- Testo del documento:
* * * *

“Avevo ventisei anni, grazia di Dio e buon umore, e niente di più. E dovevo fare l’Opus Dei”. Così san Josemaría raccontava l’inizio di quell’avventura soprannaturale che Dio gli aveva affidato il 2 ottobre del 1928. Era giovane, pieno di grazia di Dio – era un’impresa divina – di entusiasmo e del buon umore che spesso contraddistingue i santi. Si trovava davanti a un orizzonte arduo che gli avrebbe richiesto la vita intera, tante sofferenze e grandi regali dal Cielo.
Oggi l’Opus Dei compie 93 anni, e si può considerare come una nonna che ha generato figli e nipoti: tanti i ricordi alle spalle e i sogni realizzati, insieme alle ferite e ai normali acciacchi dell’età.
Molti dei fedeli dell’Opus Dei possono dire di aver constatato nella loro vita quel “sognate, e la realtà supererà i vostri sogni” che spesso ripeteva il santo fondatore. Molti altri, che forse di recente hanno cominciato a ricevere luce e calore dallo spirito dell’Opera, sperimentano come esso continui ancora a offrire risposte alle sfide del nostro tempo.
È ancora valido il messaggio dell’Opus Dei di fronte a scenari così difficili?
Eppure si sperimenta una certa stanchezza, sembra sia sempre più complesso per i cristiani cercare la santità nella vita ordinaria. Che cos’è poi “ordinario” oggi, quando tante situazioni straordinarie sono all’ordine del giorno: pandemie, un mercato del lavoro frenetico e instabile, la profonda crisi del matrimonio e della famiglia, l’invecchiamento della popolazione. È ancora valido il messaggio dell’Opus Dei di fronte a scenari così difficili?
È incoraggiante ricordare le parole di Benedetto XVI nei giorni della morte di san Giovanni Paolo II: “la Chiesa è viva e la Chiesa è giovane: essa porta in sé il futuro del mondo e perciò mostra anche a ciascuno di noi la via verso il futuro” [1].
Sì, è possibile continuare a sperare e a sognare “nella prospettiva che ci ha insegnato ad avere nostro Padre: cercare di vivere il presente con amore” [2].
L’amore mantiene il cuore giovane anche quando il tempo passa e sono più numerosi i ricordi che i progetti. E la riconoscenza per la santità di tante anime che hanno fatto della volontà di Dio il loro programma di vita, a partire da san Josemaría, è il terreno migliore per tornare a sognare, in un nuovo anniversario che ci allontana dal punto di inizio di questa opera divina. Ringraziare, chiedere perdono e rilanciare con propositi di miglioramento. “Grazie, perdonami e aiutami di più”, come amava ripetere il beato Álvaro del Portillo.

* * * *

- Voci fornite:
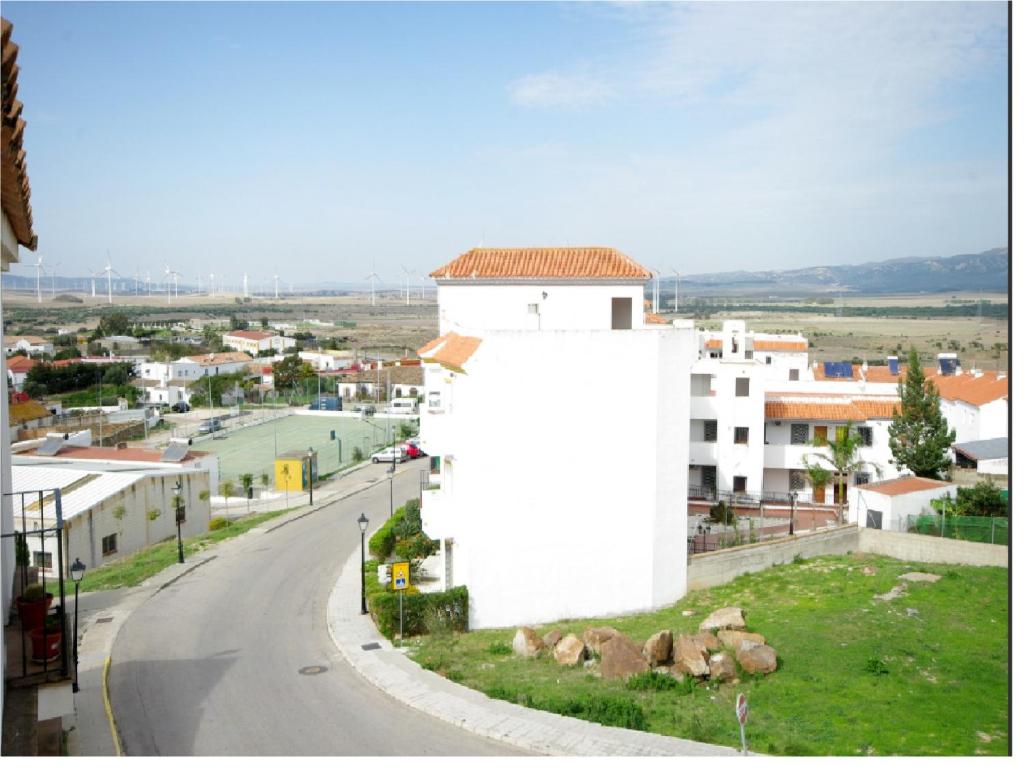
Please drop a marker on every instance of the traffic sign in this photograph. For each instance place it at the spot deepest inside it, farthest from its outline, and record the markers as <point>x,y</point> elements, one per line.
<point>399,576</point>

* * * *

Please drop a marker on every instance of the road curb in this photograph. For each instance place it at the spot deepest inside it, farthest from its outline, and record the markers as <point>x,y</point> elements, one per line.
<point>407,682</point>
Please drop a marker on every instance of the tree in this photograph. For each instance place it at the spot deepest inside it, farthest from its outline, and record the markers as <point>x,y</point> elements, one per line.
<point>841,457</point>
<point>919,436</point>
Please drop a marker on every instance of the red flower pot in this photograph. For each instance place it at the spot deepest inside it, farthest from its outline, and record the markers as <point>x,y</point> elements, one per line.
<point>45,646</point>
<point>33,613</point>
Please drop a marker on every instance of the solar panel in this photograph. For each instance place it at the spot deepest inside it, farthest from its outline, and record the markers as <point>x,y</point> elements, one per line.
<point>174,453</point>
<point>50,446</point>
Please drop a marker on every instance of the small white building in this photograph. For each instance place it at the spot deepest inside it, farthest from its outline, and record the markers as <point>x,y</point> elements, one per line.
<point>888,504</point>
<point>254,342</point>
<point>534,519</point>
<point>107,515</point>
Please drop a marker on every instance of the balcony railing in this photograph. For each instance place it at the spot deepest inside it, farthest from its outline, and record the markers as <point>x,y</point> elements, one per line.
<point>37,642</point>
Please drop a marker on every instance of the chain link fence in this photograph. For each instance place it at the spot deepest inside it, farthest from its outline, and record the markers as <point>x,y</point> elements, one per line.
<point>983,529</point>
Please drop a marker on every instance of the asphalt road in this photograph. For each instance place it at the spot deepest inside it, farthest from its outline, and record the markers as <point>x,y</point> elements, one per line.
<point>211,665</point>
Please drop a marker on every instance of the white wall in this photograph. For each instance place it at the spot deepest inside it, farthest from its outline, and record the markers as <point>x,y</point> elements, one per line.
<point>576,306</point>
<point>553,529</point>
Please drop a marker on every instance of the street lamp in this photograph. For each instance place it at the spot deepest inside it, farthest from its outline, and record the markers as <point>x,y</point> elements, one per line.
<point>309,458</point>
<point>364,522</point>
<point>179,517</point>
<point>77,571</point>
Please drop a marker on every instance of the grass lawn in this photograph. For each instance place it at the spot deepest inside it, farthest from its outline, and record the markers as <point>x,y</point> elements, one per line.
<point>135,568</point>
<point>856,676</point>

* * * *

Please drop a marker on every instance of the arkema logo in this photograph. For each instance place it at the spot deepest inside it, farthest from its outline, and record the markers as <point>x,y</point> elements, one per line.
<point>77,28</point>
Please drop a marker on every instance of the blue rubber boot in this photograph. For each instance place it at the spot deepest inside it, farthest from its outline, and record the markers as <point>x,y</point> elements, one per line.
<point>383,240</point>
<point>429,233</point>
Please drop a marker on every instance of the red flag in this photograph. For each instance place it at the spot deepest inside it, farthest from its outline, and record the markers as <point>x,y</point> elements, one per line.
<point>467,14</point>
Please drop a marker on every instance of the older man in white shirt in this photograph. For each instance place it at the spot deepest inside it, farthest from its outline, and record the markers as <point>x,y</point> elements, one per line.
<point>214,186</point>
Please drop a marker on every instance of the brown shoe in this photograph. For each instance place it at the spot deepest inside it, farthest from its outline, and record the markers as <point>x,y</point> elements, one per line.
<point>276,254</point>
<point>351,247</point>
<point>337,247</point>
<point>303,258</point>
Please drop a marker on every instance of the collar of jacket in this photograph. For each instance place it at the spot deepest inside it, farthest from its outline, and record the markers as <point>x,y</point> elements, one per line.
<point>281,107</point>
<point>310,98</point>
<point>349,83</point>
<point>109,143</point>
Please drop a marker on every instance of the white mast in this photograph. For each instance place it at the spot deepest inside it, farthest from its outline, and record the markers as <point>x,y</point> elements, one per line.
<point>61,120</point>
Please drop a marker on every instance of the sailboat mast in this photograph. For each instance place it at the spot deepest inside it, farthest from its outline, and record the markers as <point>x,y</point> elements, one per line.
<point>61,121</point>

* * * *

- Scopo del compito: Prosegui il testo sui 93 anni dell'Opus Dei a partire dall'ultima frase riportata.

- Risposta:
Questo è l’atteggiamento da coltivare nell’avvicinarci al centenario, che sarà un momento propizio per riflettere sulle sfide che si presentano alla Chiesa e alla società, chiedendoci quale potrebbe essere il nostro migliore contributo. Un'occasione per ringiovanirci, per riconoscere l’amore di Dio nella nostra vita e portarlo agli altri [3].
Quando san Josemaría raggiunse i settant’anni di età cominciò a scherzare sul fatto che in realtà aveva solo sette anni, perché lo zero non contava niente. Non era solo un modo di scherzare con i partecipanti agli incontri che teneva in quegli anni. Era la consapevolezza che hanno solo gli innamorati che sperimentano la giovinezza di un amore vivo e sempre nuovo.
Così diceva in uno di questi incontri:
“Noi che ci siamo donati a Nostro Signore non siamo mai vecchi. Abbiamo la gioventù di Gesù Cristo: Iesus Christus heri et hodie, ipse et in saecula. Gesù, ieri, oggi e con il passare dei secoli, è sempre lo stesso. Giovane! Giovane è l’amore” [4].
Don Giovanni Vassallo
[1] Benedetto XVI, Omelia, 24 aprile 2005.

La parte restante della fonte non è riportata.